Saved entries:
□ □ □ □ □

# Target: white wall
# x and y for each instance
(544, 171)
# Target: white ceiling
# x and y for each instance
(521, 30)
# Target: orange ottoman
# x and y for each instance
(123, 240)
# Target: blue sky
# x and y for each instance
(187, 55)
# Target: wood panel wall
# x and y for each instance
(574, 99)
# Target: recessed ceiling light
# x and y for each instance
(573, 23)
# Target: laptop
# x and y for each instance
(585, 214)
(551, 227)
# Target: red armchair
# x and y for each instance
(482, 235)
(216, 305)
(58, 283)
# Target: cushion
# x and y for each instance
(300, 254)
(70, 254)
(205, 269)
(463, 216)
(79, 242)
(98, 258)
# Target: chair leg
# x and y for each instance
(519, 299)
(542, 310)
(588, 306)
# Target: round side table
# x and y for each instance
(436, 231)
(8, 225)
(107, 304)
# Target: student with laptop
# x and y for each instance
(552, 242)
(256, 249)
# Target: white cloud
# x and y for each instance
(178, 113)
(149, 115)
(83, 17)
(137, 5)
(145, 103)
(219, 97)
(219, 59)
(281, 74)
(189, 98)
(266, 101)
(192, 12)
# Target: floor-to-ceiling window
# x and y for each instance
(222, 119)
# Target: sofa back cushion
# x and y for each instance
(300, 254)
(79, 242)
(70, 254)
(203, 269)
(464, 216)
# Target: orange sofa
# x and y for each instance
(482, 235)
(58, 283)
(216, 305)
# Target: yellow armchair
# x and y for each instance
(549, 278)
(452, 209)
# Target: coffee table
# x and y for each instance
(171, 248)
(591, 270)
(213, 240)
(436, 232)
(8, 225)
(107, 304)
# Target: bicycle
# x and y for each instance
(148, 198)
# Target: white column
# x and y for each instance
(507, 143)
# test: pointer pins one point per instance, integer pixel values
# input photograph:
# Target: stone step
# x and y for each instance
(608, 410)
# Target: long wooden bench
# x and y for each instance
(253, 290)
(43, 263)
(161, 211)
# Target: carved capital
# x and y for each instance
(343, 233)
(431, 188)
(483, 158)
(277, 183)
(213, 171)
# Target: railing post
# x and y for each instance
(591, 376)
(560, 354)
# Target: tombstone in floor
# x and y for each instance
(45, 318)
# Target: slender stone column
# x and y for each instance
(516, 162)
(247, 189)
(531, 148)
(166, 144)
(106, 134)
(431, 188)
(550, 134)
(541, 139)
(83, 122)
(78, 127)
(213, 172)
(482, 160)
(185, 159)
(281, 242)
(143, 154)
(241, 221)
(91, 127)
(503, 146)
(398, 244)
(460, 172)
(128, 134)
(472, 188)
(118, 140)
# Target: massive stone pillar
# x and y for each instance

□ □ □ □ □

> **Exercise**
Look for the word "white" in the data, then return every line that contains it.

> **Exercise solution**
# Target: white wall
# Target: white ceiling
# Target: white cloud
# Target: white column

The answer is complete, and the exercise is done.